[The task]:
Exact wording is required: give all the records again, minus the pictures.

::::

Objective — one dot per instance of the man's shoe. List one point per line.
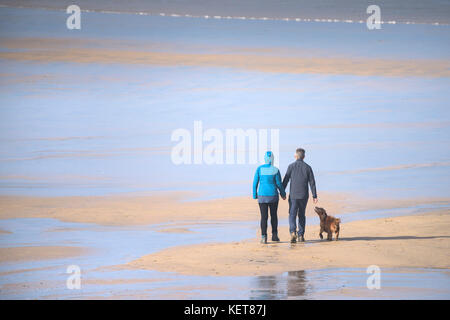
(293, 237)
(275, 237)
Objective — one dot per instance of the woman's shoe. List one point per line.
(293, 237)
(275, 237)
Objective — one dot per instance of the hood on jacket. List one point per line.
(268, 158)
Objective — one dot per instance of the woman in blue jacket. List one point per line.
(268, 178)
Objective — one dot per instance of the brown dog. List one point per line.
(328, 224)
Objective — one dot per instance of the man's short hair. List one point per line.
(300, 153)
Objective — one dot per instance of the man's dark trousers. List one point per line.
(297, 208)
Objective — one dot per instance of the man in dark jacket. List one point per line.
(300, 174)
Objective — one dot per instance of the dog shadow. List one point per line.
(382, 238)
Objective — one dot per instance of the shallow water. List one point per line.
(100, 128)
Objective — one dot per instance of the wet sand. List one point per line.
(28, 253)
(421, 241)
(175, 207)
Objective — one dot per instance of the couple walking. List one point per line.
(266, 185)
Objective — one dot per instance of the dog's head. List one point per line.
(321, 212)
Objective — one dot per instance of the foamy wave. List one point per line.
(291, 19)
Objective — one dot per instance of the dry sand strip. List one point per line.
(42, 50)
(410, 241)
(30, 253)
(170, 208)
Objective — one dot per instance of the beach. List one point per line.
(90, 171)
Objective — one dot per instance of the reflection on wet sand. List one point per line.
(290, 285)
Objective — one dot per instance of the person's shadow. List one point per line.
(368, 238)
(292, 284)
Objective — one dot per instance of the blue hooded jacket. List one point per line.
(269, 179)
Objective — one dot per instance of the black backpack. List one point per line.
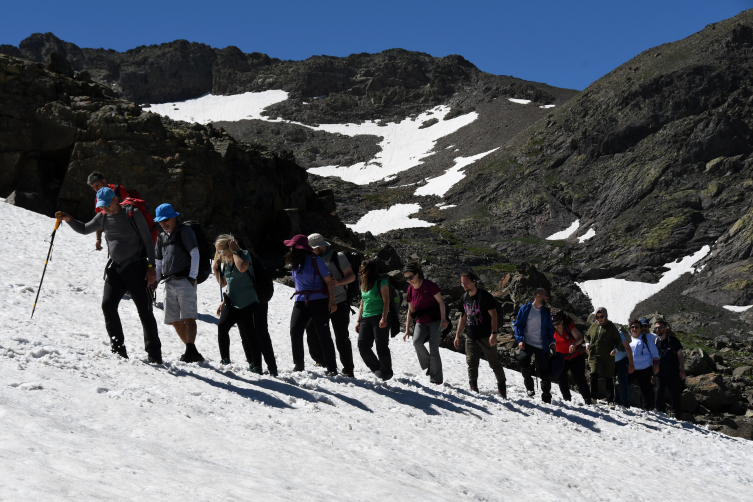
(353, 288)
(206, 250)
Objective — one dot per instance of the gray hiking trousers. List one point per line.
(429, 359)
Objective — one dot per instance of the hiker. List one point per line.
(232, 268)
(535, 335)
(426, 306)
(623, 367)
(603, 342)
(646, 361)
(314, 299)
(671, 369)
(130, 268)
(177, 264)
(97, 181)
(478, 317)
(373, 323)
(342, 275)
(569, 343)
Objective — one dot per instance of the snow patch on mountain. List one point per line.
(80, 423)
(442, 184)
(380, 221)
(620, 296)
(213, 108)
(403, 145)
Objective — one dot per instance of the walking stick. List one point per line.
(49, 252)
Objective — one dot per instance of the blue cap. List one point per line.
(104, 196)
(164, 212)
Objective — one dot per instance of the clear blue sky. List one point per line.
(567, 44)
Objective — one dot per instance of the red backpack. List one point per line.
(133, 202)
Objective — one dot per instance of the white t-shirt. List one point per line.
(533, 328)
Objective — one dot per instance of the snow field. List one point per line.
(80, 423)
(380, 221)
(213, 108)
(442, 184)
(620, 297)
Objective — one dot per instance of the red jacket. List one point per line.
(122, 195)
(565, 339)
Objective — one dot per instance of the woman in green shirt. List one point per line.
(374, 321)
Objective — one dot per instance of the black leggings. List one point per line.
(318, 310)
(643, 379)
(369, 332)
(577, 367)
(245, 319)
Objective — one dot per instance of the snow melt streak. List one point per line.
(79, 423)
(620, 296)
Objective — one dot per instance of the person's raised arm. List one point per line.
(385, 290)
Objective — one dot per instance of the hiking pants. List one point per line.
(473, 351)
(609, 384)
(541, 356)
(318, 310)
(261, 343)
(643, 379)
(340, 323)
(245, 319)
(369, 332)
(621, 384)
(670, 383)
(577, 367)
(131, 280)
(429, 359)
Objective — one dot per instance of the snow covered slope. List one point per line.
(77, 423)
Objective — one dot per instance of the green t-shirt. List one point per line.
(372, 300)
(240, 286)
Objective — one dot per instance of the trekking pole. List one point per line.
(49, 252)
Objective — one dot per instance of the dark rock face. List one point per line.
(56, 130)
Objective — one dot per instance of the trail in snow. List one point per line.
(620, 296)
(380, 221)
(79, 423)
(442, 184)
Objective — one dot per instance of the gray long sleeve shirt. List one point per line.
(122, 240)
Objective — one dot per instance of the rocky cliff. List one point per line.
(57, 129)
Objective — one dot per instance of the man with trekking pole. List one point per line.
(130, 268)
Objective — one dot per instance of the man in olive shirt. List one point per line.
(129, 270)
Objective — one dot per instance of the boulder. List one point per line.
(710, 391)
(699, 363)
(742, 371)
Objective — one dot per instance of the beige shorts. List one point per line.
(180, 301)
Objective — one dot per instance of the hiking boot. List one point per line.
(156, 359)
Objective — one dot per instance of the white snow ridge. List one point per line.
(79, 423)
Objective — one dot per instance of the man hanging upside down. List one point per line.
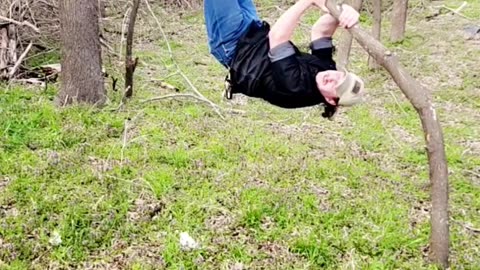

::::

[Response area]:
Objective — one dot per instance of the man's shoe. List one point per line.
(293, 237)
(275, 237)
Objective — one dot per instance of the woman's shoe. List one point per line.
(293, 237)
(275, 237)
Objective — one dot per instance of the hood on jacket. List one point per line.
(268, 158)
Objective — one dot per instance of the woman in blue jacket. List one point per line.
(268, 178)
Objective — one dot per instance of the brown dog. List one point per line.
(328, 224)
Objective — one dot per instance of the man's short hair. List one point per line.
(300, 153)
Objective — one dot per instance of the man's dark trousers. List one point per line.
(297, 208)
Objective — one dot per instance of the man in dark jacket. List one point per line.
(300, 174)
Objective — one dot per instance of the dog shadow. List one point per line.
(382, 238)
Objective — one dot per instance of the shallow water. List one point per line.
(100, 128)
Objective — one dot per instance of the wet sand. List one point per line.
(28, 253)
(421, 241)
(175, 207)
Objective — one dot per instance of the couple walking. List one point per line.
(266, 185)
Objective — one dot per instance of the dog's head. List one point per line.
(321, 212)
Objective — one dot per instance of the foamy wave. List one point per line.
(291, 19)
Objective — one dot per instance of the dry sand strip. List one point per line.
(42, 50)
(410, 241)
(30, 253)
(170, 208)
Objective — one dot per instance of the beach. List one point per line.
(90, 171)
Objective — one dot per instance of the reflection on wet sand. List one point per line.
(290, 285)
Objective — one dot per instance of the person's shadow. List one point per line.
(368, 238)
(292, 284)
Objective — one dot per instance of the blue hooded jacket. List one point per line.
(269, 179)
Objective — one dot per instance of the black backpack. List one point per line.
(353, 288)
(206, 250)
Objective — one dot per instance of the gray hiking trousers. List one point per line.
(429, 359)
Objective — one dot per instance of the hiker. List one point per line.
(232, 268)
(535, 335)
(426, 306)
(623, 367)
(603, 342)
(646, 361)
(314, 299)
(671, 369)
(130, 268)
(177, 264)
(97, 181)
(478, 317)
(373, 323)
(342, 275)
(569, 343)
Objective — one dot per instance of the snow patch on mountain. List one point per line.
(80, 423)
(442, 184)
(380, 221)
(620, 296)
(213, 108)
(403, 145)
Objective — one dot per instance of the walking stick. List one point per line.
(49, 252)
Objective — one dot per instance of the blue cap. List one point per line.
(104, 196)
(164, 212)
Objective — one dot per instance of the clear blue sky. List one point per line.
(567, 44)
Objective — one dot per instance of the red backpack. List one point per line.
(133, 202)
Objective — one dot per instance of the white t-shirt. List one point per line.
(533, 328)
Objective — one dot per instance of the snow field. List one point per line.
(80, 423)
(380, 221)
(213, 108)
(442, 184)
(620, 297)
Objective — one dot per instance of the red jacket. List one point per line.
(122, 195)
(565, 339)
Objective — one dot per instance of the woman in green shirt. List one point per line.
(374, 321)
Objective — one dot per instance of the black leggings. List one point per line.
(318, 310)
(643, 379)
(369, 332)
(577, 367)
(245, 319)
Objective — one dot per instance of the snow melt streak. List one point per line.
(79, 423)
(620, 296)
Objective — one dot per instance of the person's raised arm. List one point per line.
(385, 290)
Objective — one dot per instance of the hiking pants. List one point per line.
(473, 351)
(609, 384)
(541, 356)
(318, 310)
(261, 343)
(643, 379)
(340, 323)
(245, 319)
(369, 332)
(621, 384)
(670, 383)
(577, 367)
(131, 280)
(429, 359)
Objective — one dot per instance of the snow covered slope. List one point per line.
(77, 423)
Objective — one dot per instance of the green t-shirt. List one point per line.
(372, 300)
(240, 286)
Objective — one dot per instance of the trekking pole. List one point per line.
(49, 252)
Objective — one dot per instance of the dark rock face. List one point per line.
(56, 130)
Objective — one dot per instance of the trail in snow. List one point per line.
(620, 296)
(380, 221)
(79, 423)
(442, 184)
Objective — one dot per instance of the gray long sleeve shirt. List one point per line.
(122, 240)
Objective — one dot per instance of the rocky cliff. List one point per line.
(57, 129)
Objective — one dot per instance of the man with trekking pole. List one point per line.
(130, 268)
Objective — one dot per instance of the man in olive shirt. List one point per line.
(129, 270)
Objective — one dot per instance of the boulder. List one point per line.
(710, 391)
(699, 363)
(742, 371)
Objective — one dot per instance of the beige shorts. List one point per line.
(180, 301)
Objective — one dot per instance of the hiking boot. List one point per line.
(156, 359)
Objective — one dot per instance of the white snow ridge. List one point per line.
(79, 423)
Objective — one dot per instance of the man hanging upside down. List one point per line.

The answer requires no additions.